_Given request:_ Lay out the rows below as a JSON list of strings, one string per line and no blank lines, starting at the first line and stopping after the line that contains "POLYGON ((209 308, 233". Leave the pictures out of the answer.

[Image boundary annotation data]

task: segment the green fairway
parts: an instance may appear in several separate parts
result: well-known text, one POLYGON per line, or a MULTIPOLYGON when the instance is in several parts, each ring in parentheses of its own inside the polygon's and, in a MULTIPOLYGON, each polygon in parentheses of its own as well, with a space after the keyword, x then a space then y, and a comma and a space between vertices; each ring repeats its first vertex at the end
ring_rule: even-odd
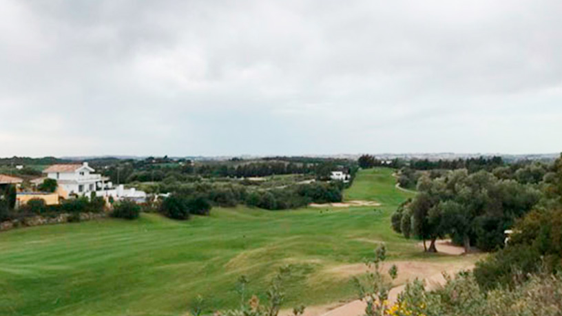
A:
POLYGON ((209 308, 233 307, 238 277, 262 293, 284 264, 292 271, 287 306, 353 297, 349 280, 327 267, 361 262, 379 241, 391 259, 425 256, 390 228, 410 196, 392 172, 362 170, 345 192, 382 202, 377 210, 215 208, 187 222, 143 214, 1 233, 0 315, 179 315, 199 294, 209 308))

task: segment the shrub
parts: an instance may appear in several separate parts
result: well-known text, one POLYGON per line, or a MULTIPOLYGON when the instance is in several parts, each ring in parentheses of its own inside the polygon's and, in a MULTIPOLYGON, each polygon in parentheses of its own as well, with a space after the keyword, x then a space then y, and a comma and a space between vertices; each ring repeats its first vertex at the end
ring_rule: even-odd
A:
POLYGON ((44 213, 47 209, 45 204, 45 200, 42 198, 32 198, 30 200, 22 207, 22 209, 24 211, 37 215, 44 213))
POLYGON ((483 288, 512 286, 529 273, 562 268, 562 209, 533 211, 514 231, 505 249, 477 264, 474 274, 483 288))
POLYGON ((117 203, 112 212, 112 217, 135 220, 140 214, 140 206, 129 200, 124 200, 117 203))
POLYGON ((54 192, 56 191, 58 186, 59 185, 56 183, 56 180, 48 178, 43 181, 43 183, 37 187, 37 189, 43 192, 54 192))
POLYGON ((105 200, 101 196, 94 196, 90 198, 86 211, 92 213, 101 213, 105 210, 105 200))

_Output of the task:_
[
  "task: segment the green fairway",
  "parts: an instance may appear in several separate parts",
  "result: well-known text, one POLYGON per line, or a MULTIPOLYGON when the instance is in several parts, each ring in parentheses of its own inside the polygon's and, in a MULTIPOLYGON, each polygon in parentheses of its own as well, with a space after the keyword, x then a space then y, and a comma and a space between vertices; each ring repeats its first vertex at the end",
  "ring_rule: even-odd",
  "A:",
  "POLYGON ((209 308, 233 307, 238 277, 262 293, 284 264, 292 271, 287 306, 353 297, 349 280, 327 267, 361 262, 379 241, 391 259, 425 256, 390 228, 410 196, 392 172, 362 170, 345 192, 382 202, 377 210, 215 208, 187 222, 143 214, 1 233, 0 315, 179 315, 199 294, 209 308))"
]